◆ **THE TASKS**
- A) Condense the paragraph of the Casio Edifice article that begins "The case, which is 45.6mm across" into a short bulleted list that keeps its main facts.
- B) From the Casio Edifice article, reproduce word for word the passage starting with "The case, which" and going on through "the Casio app.".

When you think of Casio, super-slim watches may not be the first thing that pops into your head. Sure, the standard F-91W is a pretty slim watch, measuring 8mm from caseback to crystal, but its a puny quartz-powered digital (and the greatest thing to illuminate planet Earth since the sun shot its first tentative rays towards our rock). Finding an analog Casio that fits the description of super-slim is normally pretty tough. The brand is better known for hulking G-Shocks like the fan-favorite Mudmaster, or the ubiquitous-but-never-boring special editions that seem to drop every other week (fans of Gorillaz click here; fans of Tokyo or Japan in general, click here). But the Casio Edifice EQB1000D-1A succeeds where few may have expected. It is really slim at just 8.9mm-thick, despite the fact it has not three, not four, not five, but six hands on its dial. Not to mention it’s packing some serious Bluetooth functionality beneath its handsome exterior.
The case, which is 45.6mm across and 49.9mm lug-to-lug, is made from real stainless steel (as opposed to fake or imaginary stainless steel) and weighs a paltry 130g. Neatly packed inside this professional housing is a Tough Solar power system, which can be charged by any kind of light (even fluorescent). As you can imagine, almost every component has been significantly slimmed for this project to work (some have lost up to 83% of their thickness, while the whole module has dropped down by 71%). This affords space within the case for not just the multi-hand analog chronograph enlivening the dial and adding some serious sports functionality to this timepiece, but also the mobile link unit, which uses Bluetooth technology. This enables the watch to be paired with and operated/adjusted from a mobile phone installed with the Casio app.

◆ **PROVIDED MATERIAL**
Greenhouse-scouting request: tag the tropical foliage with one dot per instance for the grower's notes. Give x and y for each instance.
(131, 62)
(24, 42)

◆ **SOLUTIONS TO EACH TASK**
- A)
- Case: real stainless steel, 45.6mm across and 49.9mm lug-to-lug, weighing 130g.
- Power: a Tough Solar system that any kind of light can charge, fluorescent included.
- Slimming: almost every component is much thinner, some by up to 83%, and the whole module is 71% thinner.
- The saved space holds a multi-hand analog chronograph and a Bluetooth mobile link unit.
- The watch can be paired with a phone running the Casio app and operated or adjusted from it.

- B)
The case, which is 45.6mm across and 49.9mm lug-to-lug, is made from real stainless steel (as opposed to fake or imaginary stainless steel) and weighs a paltry 130g. Neatly packed inside this professional housing is a Tough Solar power system, which can be charged by any kind of light (even fluorescent). As you can imagine, almost every component has been significantly slimmed for this project to work (some have lost up to 83% of their thickness, while the whole module has dropped down by 71%). This affords space within the case for not just the multi-hand analog chronograph enlivening the dial and adding some serious sports functionality to this timepiece, but also the mobile link unit, which uses Bluetooth technology. This enables the watch to be paired with and operated/adjusted from a mobile phone installed with the Casio app.